Set task
Could you repeat the material below word for word, leaving every character unchanged?

Exercise data
>> Start

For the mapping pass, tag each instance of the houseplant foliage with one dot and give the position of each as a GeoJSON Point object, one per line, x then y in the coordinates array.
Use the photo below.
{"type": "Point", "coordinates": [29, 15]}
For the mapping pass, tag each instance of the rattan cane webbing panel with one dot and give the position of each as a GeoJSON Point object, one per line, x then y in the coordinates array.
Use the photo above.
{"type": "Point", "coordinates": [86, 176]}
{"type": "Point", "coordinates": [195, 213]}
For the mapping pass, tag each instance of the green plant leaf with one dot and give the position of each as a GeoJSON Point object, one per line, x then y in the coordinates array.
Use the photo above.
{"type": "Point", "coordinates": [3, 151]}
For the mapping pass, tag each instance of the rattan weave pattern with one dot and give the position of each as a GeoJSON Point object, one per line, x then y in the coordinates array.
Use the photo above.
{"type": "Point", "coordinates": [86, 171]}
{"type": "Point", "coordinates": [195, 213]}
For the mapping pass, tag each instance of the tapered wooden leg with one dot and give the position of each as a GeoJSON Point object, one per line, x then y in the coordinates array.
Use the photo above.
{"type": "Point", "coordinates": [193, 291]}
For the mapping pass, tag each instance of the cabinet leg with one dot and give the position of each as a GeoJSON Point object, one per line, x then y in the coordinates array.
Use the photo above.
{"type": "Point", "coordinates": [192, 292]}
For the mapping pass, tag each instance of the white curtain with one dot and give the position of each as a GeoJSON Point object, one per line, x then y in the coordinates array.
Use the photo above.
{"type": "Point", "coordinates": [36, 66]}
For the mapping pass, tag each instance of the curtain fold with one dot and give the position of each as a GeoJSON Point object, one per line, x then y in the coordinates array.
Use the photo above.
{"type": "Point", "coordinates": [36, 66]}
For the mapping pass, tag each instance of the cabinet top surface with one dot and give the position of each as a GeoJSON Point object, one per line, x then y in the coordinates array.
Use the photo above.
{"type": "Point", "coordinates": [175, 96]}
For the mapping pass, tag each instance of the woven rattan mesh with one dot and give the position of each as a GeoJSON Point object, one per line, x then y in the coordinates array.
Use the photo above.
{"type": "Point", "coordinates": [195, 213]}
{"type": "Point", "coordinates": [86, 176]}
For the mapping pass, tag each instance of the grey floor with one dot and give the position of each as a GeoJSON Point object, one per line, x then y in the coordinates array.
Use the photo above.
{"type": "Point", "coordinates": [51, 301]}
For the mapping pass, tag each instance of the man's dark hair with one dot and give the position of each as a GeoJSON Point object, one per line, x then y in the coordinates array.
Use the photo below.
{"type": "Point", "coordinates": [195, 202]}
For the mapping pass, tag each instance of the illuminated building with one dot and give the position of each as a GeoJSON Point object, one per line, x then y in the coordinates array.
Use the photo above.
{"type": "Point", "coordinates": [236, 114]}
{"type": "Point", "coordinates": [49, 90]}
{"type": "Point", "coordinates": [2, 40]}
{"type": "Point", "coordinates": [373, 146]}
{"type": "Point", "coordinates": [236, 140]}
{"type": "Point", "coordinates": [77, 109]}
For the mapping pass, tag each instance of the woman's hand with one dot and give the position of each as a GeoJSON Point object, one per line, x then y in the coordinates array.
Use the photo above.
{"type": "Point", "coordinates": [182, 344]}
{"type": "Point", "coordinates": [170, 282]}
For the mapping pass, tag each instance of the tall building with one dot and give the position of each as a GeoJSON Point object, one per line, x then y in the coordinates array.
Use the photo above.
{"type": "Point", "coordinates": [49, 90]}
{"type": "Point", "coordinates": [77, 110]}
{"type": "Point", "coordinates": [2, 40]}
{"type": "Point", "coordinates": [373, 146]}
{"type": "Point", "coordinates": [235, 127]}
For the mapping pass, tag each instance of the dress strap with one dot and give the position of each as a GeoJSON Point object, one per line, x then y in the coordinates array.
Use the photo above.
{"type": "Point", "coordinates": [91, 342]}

>> End

Result
For the mapping pass, tag each instance of the houseplant foliage with one dot and give the position of each as a GeoJSON Point object, one per line, x then y in the coordinates array.
Use the photo below.
{"type": "Point", "coordinates": [29, 15]}
For the mapping pass, tag each instance of the rattan cane webbing panel with one dot and give the position of each as a GeoJSON Point object, one per line, x then y in the coordinates array.
Use the photo above.
{"type": "Point", "coordinates": [86, 176]}
{"type": "Point", "coordinates": [195, 213]}
For the mapping pass, tag each instance of the green plant leaf with one dot and give the position of each as a GeoJSON Point object, one per line, x then y in the coordinates array.
Use the photo above.
{"type": "Point", "coordinates": [3, 151]}
For the mapping pass, tag each instance of the rattan weave pattern with one dot and give the position of each as a GeoJSON Point object, one per line, x then y in the coordinates array.
Use the photo above.
{"type": "Point", "coordinates": [86, 171]}
{"type": "Point", "coordinates": [195, 213]}
For the mapping pass, tag each instance of the tapered wooden leg with one dot and give the position of each as a GeoJSON Point object, one per line, x then y in the coordinates array.
Use the photo above.
{"type": "Point", "coordinates": [193, 291]}
For the mapping pass, tag each instance of the cabinet leg with one dot and give the position of each as a GeoJSON Point object, one per line, x then y in the coordinates array.
Use the photo above.
{"type": "Point", "coordinates": [192, 292]}
For the mapping pass, tag each instance of the white curtain with one dot and give the position of each as a GeoJSON Point object, one per line, x then y in the coordinates array.
Use the photo above.
{"type": "Point", "coordinates": [36, 66]}
For the mapping pass, tag each instance of the curtain fold with one dot and give the position of each as a GeoJSON Point object, one per line, x then y in the coordinates array.
Use the photo above.
{"type": "Point", "coordinates": [36, 66]}
For the mapping pass, tag each instance of the cabinet top surface with one dot and give the position of each as a GeoJSON Point object, one per line, x then y in the coordinates array.
Use the photo above.
{"type": "Point", "coordinates": [175, 96]}
For the mapping pass, tag each instance of the woven rattan mesh with one dot and give the position of each as a GeoJSON Point object, one per line, x then y in the coordinates array.
Use the photo above.
{"type": "Point", "coordinates": [195, 213]}
{"type": "Point", "coordinates": [86, 176]}
For the mapping pass, tag each instance of the grey floor with one dot and give the position of each as a GeoJSON Point object, one per line, x then y in the coordinates array.
Use the photo above.
{"type": "Point", "coordinates": [51, 301]}
For the mapping pass, tag each instance of the man's dark hair with one dot and give the position of each as a GeoJSON Point object, one per line, x then y in the coordinates array.
Use the photo below.
{"type": "Point", "coordinates": [195, 202]}
For the mapping pass, tag each instance of the illuminated building with one dot and give the position of each as a GeoJSON Point object, one per line, x then y in the coordinates array.
Use the photo above.
{"type": "Point", "coordinates": [236, 114]}
{"type": "Point", "coordinates": [49, 90]}
{"type": "Point", "coordinates": [2, 40]}
{"type": "Point", "coordinates": [373, 146]}
{"type": "Point", "coordinates": [236, 140]}
{"type": "Point", "coordinates": [77, 109]}
For the mapping pass, tag each instance of the woman's hand with one dot and give the position of each as a GeoJSON Point object, one per line, x then y in the coordinates array.
Use the photo above.
{"type": "Point", "coordinates": [182, 344]}
{"type": "Point", "coordinates": [170, 282]}
For the mapping pass, tag each instance of the tall building with one dot and give the position of each as a GeoJSON Point object, one per line, x then y in the coordinates array.
Use the photo above.
{"type": "Point", "coordinates": [49, 90]}
{"type": "Point", "coordinates": [77, 110]}
{"type": "Point", "coordinates": [2, 40]}
{"type": "Point", "coordinates": [373, 146]}
{"type": "Point", "coordinates": [235, 127]}
For the mapping pass, tag each instance of the dress strap with one dot and give the position of each as a GeoJSON Point object, one per line, x then y in the coordinates array.
Use the photo above.
{"type": "Point", "coordinates": [91, 342]}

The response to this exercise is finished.